[Dataset rows]

§

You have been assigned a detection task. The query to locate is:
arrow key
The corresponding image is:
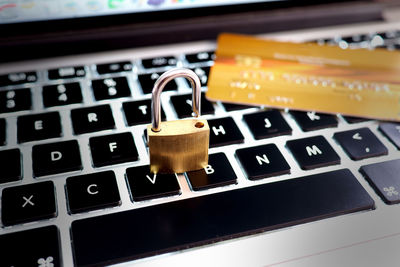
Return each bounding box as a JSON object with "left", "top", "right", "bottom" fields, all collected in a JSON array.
[
  {"left": 333, "top": 128, "right": 388, "bottom": 160},
  {"left": 126, "top": 165, "right": 181, "bottom": 201},
  {"left": 360, "top": 159, "right": 400, "bottom": 205}
]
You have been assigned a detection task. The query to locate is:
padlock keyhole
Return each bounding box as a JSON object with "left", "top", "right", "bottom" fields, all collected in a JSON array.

§

* _REQUIRED TASK_
Convert every line of the listing above into a numbered list, skipping blank lines and excluding the pictures.

* _SOLUTION BELOW_
1. You have been assigned a detection task. The query to locate is:
2. arrow key
3. The corresponding image is:
4. Return each bounding box as a JSON object with "left", "top", "right", "bottom" fields, all collected in a JSON array.
5. [
6.   {"left": 333, "top": 128, "right": 388, "bottom": 160},
7.   {"left": 126, "top": 165, "right": 181, "bottom": 201},
8.   {"left": 360, "top": 159, "right": 400, "bottom": 205}
9. ]
10. You have been assigned a detection task. The query to locate is:
11. padlock keyhole
12. Return each bounding box as a JSON object with "left", "top", "right", "bottom" fields, all collected in a JSON array.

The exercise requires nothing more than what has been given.